─── Supplied records
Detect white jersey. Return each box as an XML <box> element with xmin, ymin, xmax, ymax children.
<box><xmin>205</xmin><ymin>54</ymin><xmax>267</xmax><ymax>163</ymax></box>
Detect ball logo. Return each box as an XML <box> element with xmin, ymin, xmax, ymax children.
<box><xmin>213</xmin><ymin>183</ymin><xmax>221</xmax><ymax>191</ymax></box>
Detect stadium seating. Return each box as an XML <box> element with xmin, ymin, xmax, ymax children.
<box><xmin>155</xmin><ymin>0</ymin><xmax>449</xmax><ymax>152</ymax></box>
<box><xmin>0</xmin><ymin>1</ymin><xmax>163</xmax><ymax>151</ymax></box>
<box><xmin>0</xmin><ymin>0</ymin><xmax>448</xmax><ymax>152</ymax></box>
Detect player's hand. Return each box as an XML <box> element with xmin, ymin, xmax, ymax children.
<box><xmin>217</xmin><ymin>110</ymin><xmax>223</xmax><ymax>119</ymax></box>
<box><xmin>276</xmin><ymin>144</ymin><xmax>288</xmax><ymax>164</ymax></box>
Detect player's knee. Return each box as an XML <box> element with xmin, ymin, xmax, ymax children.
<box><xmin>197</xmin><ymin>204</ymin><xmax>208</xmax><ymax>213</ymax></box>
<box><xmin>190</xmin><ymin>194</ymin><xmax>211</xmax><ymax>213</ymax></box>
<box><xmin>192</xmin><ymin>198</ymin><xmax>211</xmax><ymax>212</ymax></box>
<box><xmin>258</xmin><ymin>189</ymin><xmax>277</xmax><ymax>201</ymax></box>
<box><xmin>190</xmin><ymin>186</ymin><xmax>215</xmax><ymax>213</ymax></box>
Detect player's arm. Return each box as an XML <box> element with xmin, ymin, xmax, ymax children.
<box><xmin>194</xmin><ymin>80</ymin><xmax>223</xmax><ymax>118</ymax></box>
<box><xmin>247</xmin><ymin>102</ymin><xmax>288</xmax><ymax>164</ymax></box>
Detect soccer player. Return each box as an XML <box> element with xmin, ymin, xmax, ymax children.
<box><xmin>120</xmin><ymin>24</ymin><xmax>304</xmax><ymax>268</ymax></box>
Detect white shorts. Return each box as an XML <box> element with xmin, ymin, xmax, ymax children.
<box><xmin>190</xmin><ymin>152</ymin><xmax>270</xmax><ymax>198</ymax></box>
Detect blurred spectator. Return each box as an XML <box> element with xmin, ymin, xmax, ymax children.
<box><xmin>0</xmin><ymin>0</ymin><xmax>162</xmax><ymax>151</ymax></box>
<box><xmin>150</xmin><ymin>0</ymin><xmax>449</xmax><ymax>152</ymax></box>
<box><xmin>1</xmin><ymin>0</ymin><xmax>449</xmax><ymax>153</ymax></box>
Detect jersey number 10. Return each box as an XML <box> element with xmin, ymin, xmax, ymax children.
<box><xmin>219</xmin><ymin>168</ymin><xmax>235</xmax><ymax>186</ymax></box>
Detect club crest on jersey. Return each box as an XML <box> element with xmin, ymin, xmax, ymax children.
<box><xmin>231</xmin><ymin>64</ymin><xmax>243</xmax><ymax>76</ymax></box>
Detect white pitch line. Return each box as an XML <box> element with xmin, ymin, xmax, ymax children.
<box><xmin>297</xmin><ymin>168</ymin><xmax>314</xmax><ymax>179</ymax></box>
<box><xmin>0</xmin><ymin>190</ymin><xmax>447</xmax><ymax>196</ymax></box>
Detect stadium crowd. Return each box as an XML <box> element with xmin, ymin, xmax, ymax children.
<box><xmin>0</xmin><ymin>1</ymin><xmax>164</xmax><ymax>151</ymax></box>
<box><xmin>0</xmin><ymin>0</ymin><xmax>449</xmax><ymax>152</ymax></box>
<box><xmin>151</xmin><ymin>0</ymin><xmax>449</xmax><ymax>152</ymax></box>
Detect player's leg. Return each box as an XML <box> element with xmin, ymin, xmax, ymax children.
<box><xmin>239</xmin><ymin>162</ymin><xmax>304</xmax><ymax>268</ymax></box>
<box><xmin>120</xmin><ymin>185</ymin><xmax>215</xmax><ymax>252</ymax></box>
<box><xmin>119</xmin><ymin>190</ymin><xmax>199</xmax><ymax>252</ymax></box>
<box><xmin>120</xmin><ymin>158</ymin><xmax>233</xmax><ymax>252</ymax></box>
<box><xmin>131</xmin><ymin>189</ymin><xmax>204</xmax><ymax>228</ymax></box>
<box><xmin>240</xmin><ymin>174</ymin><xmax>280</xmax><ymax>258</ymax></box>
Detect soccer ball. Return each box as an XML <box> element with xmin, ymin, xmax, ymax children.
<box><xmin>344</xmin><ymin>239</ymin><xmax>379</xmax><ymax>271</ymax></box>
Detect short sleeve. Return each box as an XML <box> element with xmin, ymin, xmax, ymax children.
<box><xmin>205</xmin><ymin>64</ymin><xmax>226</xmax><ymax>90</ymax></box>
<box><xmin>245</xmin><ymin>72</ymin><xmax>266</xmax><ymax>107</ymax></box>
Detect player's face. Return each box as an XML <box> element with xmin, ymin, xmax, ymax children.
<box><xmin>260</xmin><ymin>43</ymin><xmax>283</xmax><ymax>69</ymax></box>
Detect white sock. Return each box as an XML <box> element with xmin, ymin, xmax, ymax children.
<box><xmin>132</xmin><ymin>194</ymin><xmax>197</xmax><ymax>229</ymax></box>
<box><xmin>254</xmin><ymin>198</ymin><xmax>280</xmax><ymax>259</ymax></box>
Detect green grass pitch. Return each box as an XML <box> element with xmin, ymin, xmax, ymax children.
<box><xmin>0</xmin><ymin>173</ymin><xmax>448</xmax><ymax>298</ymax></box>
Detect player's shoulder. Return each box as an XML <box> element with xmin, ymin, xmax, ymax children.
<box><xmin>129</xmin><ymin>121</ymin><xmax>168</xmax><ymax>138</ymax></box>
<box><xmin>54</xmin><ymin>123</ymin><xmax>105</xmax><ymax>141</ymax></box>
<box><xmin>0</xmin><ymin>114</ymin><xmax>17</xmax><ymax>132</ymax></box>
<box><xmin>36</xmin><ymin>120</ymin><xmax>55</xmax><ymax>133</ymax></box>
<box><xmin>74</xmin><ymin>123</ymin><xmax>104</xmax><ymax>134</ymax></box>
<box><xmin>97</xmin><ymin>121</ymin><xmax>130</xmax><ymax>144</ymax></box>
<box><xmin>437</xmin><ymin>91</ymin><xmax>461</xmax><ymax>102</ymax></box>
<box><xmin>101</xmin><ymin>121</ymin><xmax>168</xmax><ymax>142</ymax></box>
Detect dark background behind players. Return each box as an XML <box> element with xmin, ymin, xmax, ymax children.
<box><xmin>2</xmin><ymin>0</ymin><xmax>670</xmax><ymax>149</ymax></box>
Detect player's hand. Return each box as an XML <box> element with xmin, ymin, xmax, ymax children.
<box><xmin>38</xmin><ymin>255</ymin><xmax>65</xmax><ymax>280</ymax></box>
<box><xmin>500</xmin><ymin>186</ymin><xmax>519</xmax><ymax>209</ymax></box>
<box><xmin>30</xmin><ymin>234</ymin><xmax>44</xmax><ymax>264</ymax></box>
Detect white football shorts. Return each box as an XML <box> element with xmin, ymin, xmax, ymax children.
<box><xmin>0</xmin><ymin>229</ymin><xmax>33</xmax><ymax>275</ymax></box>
──────
→ **Work instructions**: Please repeat every entry, exactly as it was written.

→ **Expected output**:
Detect white jersey. Return each box as an XML <box> element with xmin, ymin, xmax, ymax children.
<box><xmin>205</xmin><ymin>54</ymin><xmax>267</xmax><ymax>163</ymax></box>
Detect ball logo. Return each box as an XML <box> element with xmin, ymin, xmax, ymax children.
<box><xmin>213</xmin><ymin>183</ymin><xmax>221</xmax><ymax>191</ymax></box>
Detect stadium seating. Return each box as an XML <box> element with xmin, ymin, xmax, ymax children.
<box><xmin>155</xmin><ymin>0</ymin><xmax>449</xmax><ymax>152</ymax></box>
<box><xmin>0</xmin><ymin>1</ymin><xmax>163</xmax><ymax>151</ymax></box>
<box><xmin>0</xmin><ymin>0</ymin><xmax>448</xmax><ymax>152</ymax></box>
Detect player's hand. Return each box as an XML <box> element with xmin, ymin, xmax, ymax children.
<box><xmin>217</xmin><ymin>110</ymin><xmax>223</xmax><ymax>119</ymax></box>
<box><xmin>276</xmin><ymin>144</ymin><xmax>288</xmax><ymax>164</ymax></box>
Detect player's knee. Return each box as an XML <box> element with xmin, ymin, xmax, ymax children.
<box><xmin>197</xmin><ymin>204</ymin><xmax>208</xmax><ymax>213</ymax></box>
<box><xmin>190</xmin><ymin>194</ymin><xmax>211</xmax><ymax>213</ymax></box>
<box><xmin>192</xmin><ymin>198</ymin><xmax>211</xmax><ymax>212</ymax></box>
<box><xmin>258</xmin><ymin>189</ymin><xmax>277</xmax><ymax>201</ymax></box>
<box><xmin>190</xmin><ymin>186</ymin><xmax>215</xmax><ymax>213</ymax></box>
Detect player's arm. Return each box as an XML <box> element with xmin, ymin, xmax, ymax children.
<box><xmin>194</xmin><ymin>80</ymin><xmax>223</xmax><ymax>118</ymax></box>
<box><xmin>247</xmin><ymin>102</ymin><xmax>288</xmax><ymax>164</ymax></box>
Detect soccer player. Return each box as an XML <box> element with xmin, ymin, xmax, ymax children.
<box><xmin>120</xmin><ymin>24</ymin><xmax>304</xmax><ymax>268</ymax></box>
Detect white shorts. Return each box as an XML <box> element with xmin, ymin, xmax, ymax children.
<box><xmin>190</xmin><ymin>152</ymin><xmax>270</xmax><ymax>198</ymax></box>
Detect blurred spectator. Return each box as an XML <box> element with xmin, ymin, xmax, ymax children.
<box><xmin>0</xmin><ymin>0</ymin><xmax>162</xmax><ymax>151</ymax></box>
<box><xmin>150</xmin><ymin>0</ymin><xmax>449</xmax><ymax>152</ymax></box>
<box><xmin>1</xmin><ymin>0</ymin><xmax>449</xmax><ymax>153</ymax></box>
Detect jersey number 10. Return each box as an XML <box> element with xmin, ymin, xmax, ymax children.
<box><xmin>219</xmin><ymin>168</ymin><xmax>235</xmax><ymax>186</ymax></box>
Detect club crest on jersey. Return each box as an XML <box> element with xmin, ymin, xmax, ymax children.
<box><xmin>231</xmin><ymin>64</ymin><xmax>243</xmax><ymax>76</ymax></box>
Detect white pitch line. Return each box as an XML <box> element with xmin, ymin, xmax, ymax children.
<box><xmin>297</xmin><ymin>168</ymin><xmax>314</xmax><ymax>179</ymax></box>
<box><xmin>0</xmin><ymin>190</ymin><xmax>447</xmax><ymax>196</ymax></box>
Detect stadium crowd. Return each box as an XML <box> element with xmin, ymin, xmax, ymax children.
<box><xmin>0</xmin><ymin>1</ymin><xmax>164</xmax><ymax>151</ymax></box>
<box><xmin>0</xmin><ymin>0</ymin><xmax>449</xmax><ymax>152</ymax></box>
<box><xmin>151</xmin><ymin>0</ymin><xmax>449</xmax><ymax>152</ymax></box>
Detect player's leg. Return each box as an XML <box> element with xmin, ymin, xmax, ymax children.
<box><xmin>239</xmin><ymin>162</ymin><xmax>304</xmax><ymax>268</ymax></box>
<box><xmin>120</xmin><ymin>185</ymin><xmax>215</xmax><ymax>252</ymax></box>
<box><xmin>119</xmin><ymin>190</ymin><xmax>199</xmax><ymax>252</ymax></box>
<box><xmin>120</xmin><ymin>158</ymin><xmax>233</xmax><ymax>252</ymax></box>
<box><xmin>131</xmin><ymin>189</ymin><xmax>204</xmax><ymax>228</ymax></box>
<box><xmin>240</xmin><ymin>174</ymin><xmax>280</xmax><ymax>258</ymax></box>
Detect soccer ball. Return each box as an XML <box> element with xmin, ymin, xmax, ymax children.
<box><xmin>344</xmin><ymin>239</ymin><xmax>379</xmax><ymax>271</ymax></box>
Detect short sleeve. Return each box as an XML <box> element with xmin, ymin, xmax, ymax children.
<box><xmin>205</xmin><ymin>64</ymin><xmax>226</xmax><ymax>90</ymax></box>
<box><xmin>245</xmin><ymin>72</ymin><xmax>266</xmax><ymax>107</ymax></box>
Detect player's face. Return each box as an XML <box> element with xmin, ymin, xmax, ymax children.
<box><xmin>260</xmin><ymin>43</ymin><xmax>283</xmax><ymax>69</ymax></box>
Detect white sock. Return each box as an XML <box> element with xmin, ymin, xmax, ymax children.
<box><xmin>132</xmin><ymin>194</ymin><xmax>197</xmax><ymax>229</ymax></box>
<box><xmin>254</xmin><ymin>198</ymin><xmax>280</xmax><ymax>259</ymax></box>
Detect green grass pitch. Return each box as an XML <box> element with xmin, ymin, xmax, ymax children.
<box><xmin>0</xmin><ymin>173</ymin><xmax>448</xmax><ymax>298</ymax></box>
Detect player's shoulder. Return each box as an XML <box> element with xmin, ymin, xmax, ymax children.
<box><xmin>129</xmin><ymin>121</ymin><xmax>168</xmax><ymax>138</ymax></box>
<box><xmin>54</xmin><ymin>123</ymin><xmax>105</xmax><ymax>141</ymax></box>
<box><xmin>0</xmin><ymin>114</ymin><xmax>17</xmax><ymax>132</ymax></box>
<box><xmin>36</xmin><ymin>120</ymin><xmax>55</xmax><ymax>133</ymax></box>
<box><xmin>74</xmin><ymin>123</ymin><xmax>104</xmax><ymax>134</ymax></box>
<box><xmin>97</xmin><ymin>121</ymin><xmax>130</xmax><ymax>144</ymax></box>
<box><xmin>437</xmin><ymin>91</ymin><xmax>461</xmax><ymax>102</ymax></box>
<box><xmin>101</xmin><ymin>121</ymin><xmax>168</xmax><ymax>142</ymax></box>
Detect dark background behind players. Return each box as an XML <box> element with xmin, ymin, xmax, ymax children.
<box><xmin>2</xmin><ymin>0</ymin><xmax>670</xmax><ymax>149</ymax></box>
Detect player's hand. Return each box as an XML <box> element with xmin, ymin, xmax, ymax children.
<box><xmin>38</xmin><ymin>255</ymin><xmax>65</xmax><ymax>280</ymax></box>
<box><xmin>500</xmin><ymin>186</ymin><xmax>519</xmax><ymax>209</ymax></box>
<box><xmin>30</xmin><ymin>234</ymin><xmax>44</xmax><ymax>264</ymax></box>
Detect white football shorts. Return each box as an XML <box> element with xmin, ymin, xmax, ymax children.
<box><xmin>0</xmin><ymin>229</ymin><xmax>33</xmax><ymax>275</ymax></box>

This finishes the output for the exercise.